— Begin —

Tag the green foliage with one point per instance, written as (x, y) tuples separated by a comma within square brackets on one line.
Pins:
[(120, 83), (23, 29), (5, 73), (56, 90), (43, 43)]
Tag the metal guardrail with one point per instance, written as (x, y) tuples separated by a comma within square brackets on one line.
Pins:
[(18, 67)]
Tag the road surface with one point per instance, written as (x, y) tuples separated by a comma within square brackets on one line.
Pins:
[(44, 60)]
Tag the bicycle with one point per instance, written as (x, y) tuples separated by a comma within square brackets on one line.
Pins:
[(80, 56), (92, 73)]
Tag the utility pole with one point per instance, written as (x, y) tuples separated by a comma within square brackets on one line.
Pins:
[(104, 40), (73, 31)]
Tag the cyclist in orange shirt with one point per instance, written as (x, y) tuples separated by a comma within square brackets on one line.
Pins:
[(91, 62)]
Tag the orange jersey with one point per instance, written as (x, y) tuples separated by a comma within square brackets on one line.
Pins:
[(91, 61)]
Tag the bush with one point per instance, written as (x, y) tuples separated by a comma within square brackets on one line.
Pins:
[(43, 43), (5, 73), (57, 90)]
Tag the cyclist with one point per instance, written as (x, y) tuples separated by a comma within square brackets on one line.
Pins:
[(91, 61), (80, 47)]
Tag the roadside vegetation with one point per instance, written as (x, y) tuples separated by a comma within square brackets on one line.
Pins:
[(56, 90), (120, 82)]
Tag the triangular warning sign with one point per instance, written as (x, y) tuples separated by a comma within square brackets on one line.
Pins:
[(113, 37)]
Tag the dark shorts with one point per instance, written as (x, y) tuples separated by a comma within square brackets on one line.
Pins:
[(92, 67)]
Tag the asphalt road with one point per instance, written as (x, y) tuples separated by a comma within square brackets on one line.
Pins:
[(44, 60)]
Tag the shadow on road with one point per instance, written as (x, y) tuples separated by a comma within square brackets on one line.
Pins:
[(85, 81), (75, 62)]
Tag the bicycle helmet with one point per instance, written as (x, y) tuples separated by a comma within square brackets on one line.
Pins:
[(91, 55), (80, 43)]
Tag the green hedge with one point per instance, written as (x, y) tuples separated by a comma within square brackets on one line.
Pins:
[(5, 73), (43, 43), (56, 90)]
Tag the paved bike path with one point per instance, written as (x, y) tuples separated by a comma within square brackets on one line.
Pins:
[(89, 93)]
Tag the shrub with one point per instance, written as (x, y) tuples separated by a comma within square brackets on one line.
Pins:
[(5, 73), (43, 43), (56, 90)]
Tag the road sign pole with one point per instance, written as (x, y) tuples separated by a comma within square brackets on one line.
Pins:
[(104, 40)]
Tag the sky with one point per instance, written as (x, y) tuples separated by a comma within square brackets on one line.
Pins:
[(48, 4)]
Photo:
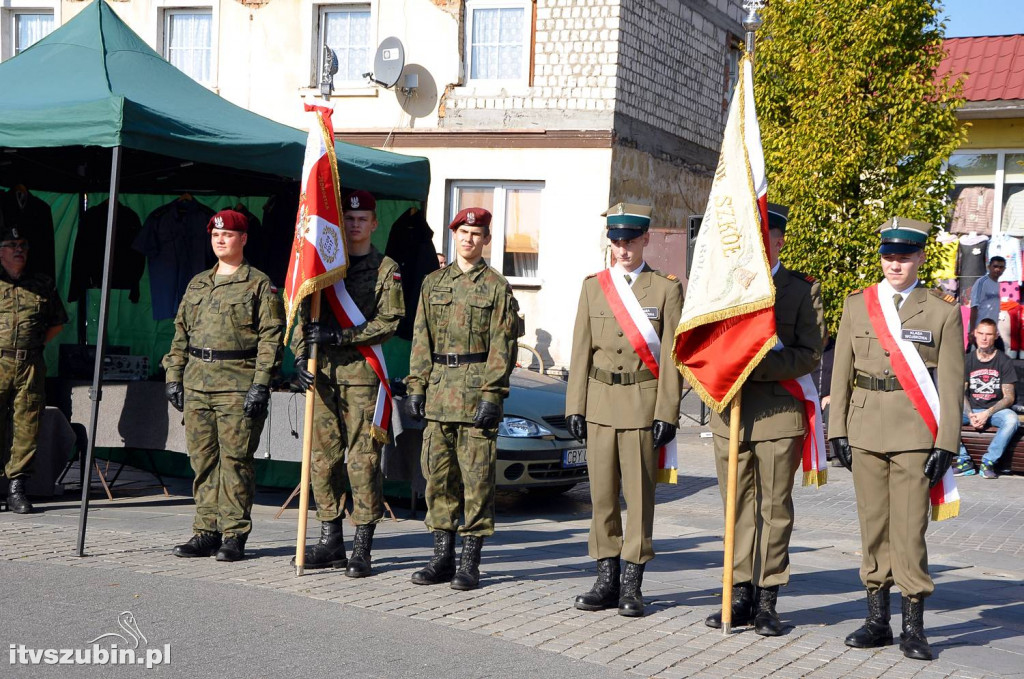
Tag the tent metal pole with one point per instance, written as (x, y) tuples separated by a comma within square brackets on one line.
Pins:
[(95, 393)]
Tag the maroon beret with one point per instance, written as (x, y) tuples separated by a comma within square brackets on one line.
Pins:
[(471, 217), (229, 220), (359, 200)]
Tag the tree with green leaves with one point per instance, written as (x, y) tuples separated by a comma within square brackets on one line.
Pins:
[(855, 129)]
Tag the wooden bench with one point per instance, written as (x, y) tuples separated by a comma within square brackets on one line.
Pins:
[(977, 442)]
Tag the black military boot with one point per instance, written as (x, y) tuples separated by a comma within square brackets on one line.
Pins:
[(202, 544), (630, 597), (233, 549), (604, 593), (358, 565), (876, 631), (766, 622), (16, 499), (330, 551), (468, 575), (912, 641), (441, 566), (742, 607)]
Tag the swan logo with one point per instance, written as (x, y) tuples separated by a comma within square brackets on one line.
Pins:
[(129, 646)]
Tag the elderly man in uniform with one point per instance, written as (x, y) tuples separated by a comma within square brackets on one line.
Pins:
[(226, 347), (463, 351), (771, 436), (899, 359), (624, 406), (31, 314), (346, 446)]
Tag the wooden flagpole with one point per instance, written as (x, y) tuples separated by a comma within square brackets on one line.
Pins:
[(307, 447), (730, 515)]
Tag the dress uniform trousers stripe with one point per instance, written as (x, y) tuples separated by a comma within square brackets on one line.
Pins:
[(893, 506), (630, 455)]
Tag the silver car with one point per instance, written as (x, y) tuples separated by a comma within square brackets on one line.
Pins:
[(535, 449)]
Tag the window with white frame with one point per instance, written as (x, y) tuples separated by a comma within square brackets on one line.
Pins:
[(348, 31), (515, 224), (498, 40), (187, 42)]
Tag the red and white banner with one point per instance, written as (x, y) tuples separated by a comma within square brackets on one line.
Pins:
[(320, 257), (728, 319), (916, 382), (644, 340), (348, 315)]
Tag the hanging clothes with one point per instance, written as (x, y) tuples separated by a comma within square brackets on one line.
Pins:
[(90, 246), (176, 245), (33, 217)]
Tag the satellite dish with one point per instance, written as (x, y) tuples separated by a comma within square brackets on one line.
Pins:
[(388, 62)]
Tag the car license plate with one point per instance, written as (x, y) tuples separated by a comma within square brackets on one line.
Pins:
[(574, 457)]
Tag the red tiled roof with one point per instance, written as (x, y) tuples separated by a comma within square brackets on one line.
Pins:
[(994, 66)]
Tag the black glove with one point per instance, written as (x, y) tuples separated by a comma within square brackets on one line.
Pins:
[(316, 333), (664, 432), (256, 400), (841, 449), (176, 395), (302, 376), (577, 425), (937, 464), (417, 407), (487, 415)]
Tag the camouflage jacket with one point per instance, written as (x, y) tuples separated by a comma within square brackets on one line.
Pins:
[(375, 285), (463, 312), (241, 311), (29, 307)]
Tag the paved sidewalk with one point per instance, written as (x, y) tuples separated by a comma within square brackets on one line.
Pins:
[(537, 563)]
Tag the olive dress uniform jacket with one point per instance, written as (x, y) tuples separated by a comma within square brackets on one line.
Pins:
[(599, 342), (886, 421), (768, 411)]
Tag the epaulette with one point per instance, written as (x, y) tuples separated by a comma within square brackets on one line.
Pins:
[(944, 296)]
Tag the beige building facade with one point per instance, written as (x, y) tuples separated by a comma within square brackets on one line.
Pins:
[(544, 111)]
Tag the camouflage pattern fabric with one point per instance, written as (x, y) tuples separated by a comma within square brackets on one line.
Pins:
[(29, 307), (459, 463), (233, 312), (463, 312), (346, 393), (239, 311), (221, 444)]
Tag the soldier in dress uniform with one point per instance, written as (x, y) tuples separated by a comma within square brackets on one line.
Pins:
[(771, 436), (345, 444), (463, 352), (31, 314), (878, 427), (625, 410), (226, 347)]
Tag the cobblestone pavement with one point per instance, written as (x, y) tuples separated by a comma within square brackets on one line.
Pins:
[(537, 563)]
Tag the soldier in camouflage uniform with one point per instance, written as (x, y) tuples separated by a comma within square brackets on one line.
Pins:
[(346, 394), (463, 348), (226, 346), (31, 314)]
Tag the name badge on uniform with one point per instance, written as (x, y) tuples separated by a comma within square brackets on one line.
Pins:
[(924, 336)]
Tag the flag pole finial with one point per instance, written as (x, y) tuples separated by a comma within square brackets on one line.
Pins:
[(752, 22)]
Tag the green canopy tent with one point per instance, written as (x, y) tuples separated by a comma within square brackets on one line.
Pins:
[(92, 108)]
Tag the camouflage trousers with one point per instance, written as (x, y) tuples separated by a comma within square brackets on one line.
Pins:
[(221, 441), (459, 462), (23, 398), (343, 416)]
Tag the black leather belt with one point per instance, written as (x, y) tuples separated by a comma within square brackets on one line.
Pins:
[(456, 359), (607, 377), (215, 354), (878, 383)]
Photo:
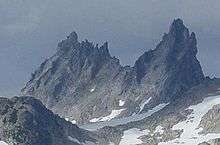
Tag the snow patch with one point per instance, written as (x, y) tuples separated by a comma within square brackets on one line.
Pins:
[(131, 136), (89, 143), (113, 114), (93, 89), (121, 103), (125, 120), (73, 139), (3, 143), (159, 129), (190, 135), (143, 104), (72, 121)]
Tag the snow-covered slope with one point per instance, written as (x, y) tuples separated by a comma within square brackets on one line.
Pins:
[(125, 120), (190, 127), (3, 143)]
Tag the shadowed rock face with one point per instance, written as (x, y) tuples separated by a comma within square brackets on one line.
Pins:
[(83, 81), (25, 121)]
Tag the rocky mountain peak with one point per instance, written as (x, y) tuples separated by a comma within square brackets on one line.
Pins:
[(83, 76)]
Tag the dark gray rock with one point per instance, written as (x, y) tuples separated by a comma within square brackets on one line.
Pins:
[(25, 121), (83, 81)]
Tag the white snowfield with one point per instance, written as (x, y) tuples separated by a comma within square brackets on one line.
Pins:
[(78, 142), (72, 121), (3, 143), (131, 136), (113, 114), (125, 120), (190, 135), (159, 129), (121, 103)]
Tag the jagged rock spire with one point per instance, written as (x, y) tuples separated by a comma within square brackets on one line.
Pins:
[(73, 36)]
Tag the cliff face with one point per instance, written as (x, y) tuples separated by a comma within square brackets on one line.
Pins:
[(25, 121), (83, 81)]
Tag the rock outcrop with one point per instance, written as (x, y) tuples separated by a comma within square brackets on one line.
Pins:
[(83, 81), (25, 121)]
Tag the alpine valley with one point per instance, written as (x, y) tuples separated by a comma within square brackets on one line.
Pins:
[(83, 96)]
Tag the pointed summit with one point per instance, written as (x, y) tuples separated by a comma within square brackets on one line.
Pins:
[(73, 36), (104, 49)]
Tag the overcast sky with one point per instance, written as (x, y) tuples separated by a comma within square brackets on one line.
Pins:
[(31, 29)]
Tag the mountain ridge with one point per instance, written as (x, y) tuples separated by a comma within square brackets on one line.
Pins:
[(85, 77)]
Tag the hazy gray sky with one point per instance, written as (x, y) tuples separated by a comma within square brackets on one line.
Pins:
[(31, 29)]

— End —

§ SHORT TASK
Copy out the records from the line containing "Tag the cyclist in" through the line containing "[(113, 37)]", both included, with every line and request intact. Add 106 to each x and y coordinate in the point lists.

§ TASK SOLUTION
Tag the cyclist in orange shirt with one point per instance, written as (x, y) tuples separated by a comma within square brackets on one line.
Pins:
[(197, 168)]
Tag the orange jersey with one point per instance, written as (x, y) tuples separated by a comma within square brackets on one line.
Pins:
[(197, 167)]
Tag the bush with one point per instance, written as (x, y) tuples separated by a comma within square brackets on one line.
Pins:
[(149, 149), (111, 179), (163, 196)]
Tag the cyclist with one point per instance, written as (x, y) tuples separated by a comma within square brackets on one line.
Pins:
[(197, 167), (186, 153)]
Tag the roadside vegetation with one point per instance, written as (x, y) tuples separated by a comma within square brackets on one line.
Pins:
[(162, 196), (226, 188)]
Tag the triangular warning sign with one point per instance, written as (x, y) tuples separated by a comma within square brackets on one line.
Pins:
[(219, 143)]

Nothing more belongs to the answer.